BeauJo’s is Godawful. good god almighty son
Locale is solid
BeauJo’s is Godawful. good god almighty son
Locale is solid
Pizzeria Locale? Please I don't want to cut my own pizza.
Or Hollywood
You don't know Him.
Chicago's Best Pizza
Snarf Burger (not that great) wrote:
Everyone talks about how the winters here are mild. Not really true. If it's not freezing and you get a warm day here, the WIND BLOWS 40-60mph. I looked this up, Boulder is one of the windiest cities in the US. I've never had to run on a treadmill because it was too windy until I came here. Try doing a track workout in 25mph sustained winds, nightmare.
who would've thought that a city right next to a bunch of mountains would be windy???? geography 101 bro. and if you're complaining about it being in the 40s for more than 50% of the winter then you're so soft. we've had maybe, what,
Somehow Cali Pizza Kitchen is still around.
Snarf Burger (not that great) wrote:
If it's not freezing and you get a warm day here, the WIND BLOWS 40-60mph. I looked this up, Boulder is one of the windiest cities in the US. I've never had to run on a treadmill because it was too windy until I came here. Try doing a track workout in 25mph sustained winds, nightmare.

**PROBLEMS AND TASKS**.
1. Retype the stretch of the forum thread from "Or Hollywood" through "is still around." without any changes.
2. List every name in the forum thread that includes the word "Pizza" or "Pizzeria."

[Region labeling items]
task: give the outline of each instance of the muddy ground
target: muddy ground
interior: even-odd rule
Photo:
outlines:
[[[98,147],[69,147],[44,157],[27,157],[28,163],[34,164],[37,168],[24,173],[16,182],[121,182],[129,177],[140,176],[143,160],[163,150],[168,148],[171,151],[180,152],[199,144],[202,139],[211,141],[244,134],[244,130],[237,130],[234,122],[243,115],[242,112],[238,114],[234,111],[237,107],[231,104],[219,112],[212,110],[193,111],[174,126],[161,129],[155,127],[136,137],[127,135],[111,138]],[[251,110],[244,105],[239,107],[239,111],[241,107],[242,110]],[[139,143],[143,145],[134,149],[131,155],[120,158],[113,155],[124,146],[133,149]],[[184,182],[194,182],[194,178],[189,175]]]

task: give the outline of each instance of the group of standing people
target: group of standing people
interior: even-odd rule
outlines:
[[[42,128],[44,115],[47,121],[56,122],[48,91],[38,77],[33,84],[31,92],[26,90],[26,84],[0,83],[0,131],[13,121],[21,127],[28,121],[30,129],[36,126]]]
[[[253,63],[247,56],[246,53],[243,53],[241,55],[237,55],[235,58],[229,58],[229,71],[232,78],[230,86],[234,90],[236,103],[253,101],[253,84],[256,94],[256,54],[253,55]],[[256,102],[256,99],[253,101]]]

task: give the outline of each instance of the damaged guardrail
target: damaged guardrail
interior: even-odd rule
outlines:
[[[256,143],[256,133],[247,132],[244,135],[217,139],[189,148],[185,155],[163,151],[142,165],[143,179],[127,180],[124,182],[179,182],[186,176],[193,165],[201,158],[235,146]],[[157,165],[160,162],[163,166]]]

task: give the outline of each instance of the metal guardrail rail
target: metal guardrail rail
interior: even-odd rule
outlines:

**FULL ANSWERS**.
1.
Or Hollywood
You don't know Him.
Chicago's Best Pizza
Snarf Burger (not that great) wrote:
Everyone talks about how the winters here are mild. Not really true. If it's not freezing and you get a warm day here, the WIND BLOWS 40-60mph. I looked this up, Boulder is one of the windiest cities in the US. I've never had to run on a treadmill because it was too windy until I came here. Try doing a track workout in 25mph sustained winds, nightmare.
who would've thought that a city right next to a bunch of mountains would be windy???? geography 101 bro. and if you're complaining about it being in the 40s for more than 50% of the winter then you're so soft. we've had maybe, what,
Somehow Cali Pizza Kitchen is still around.

2.
Pizzeria Locale
Chicago's Best Pizza
Cali Pizza Kitchen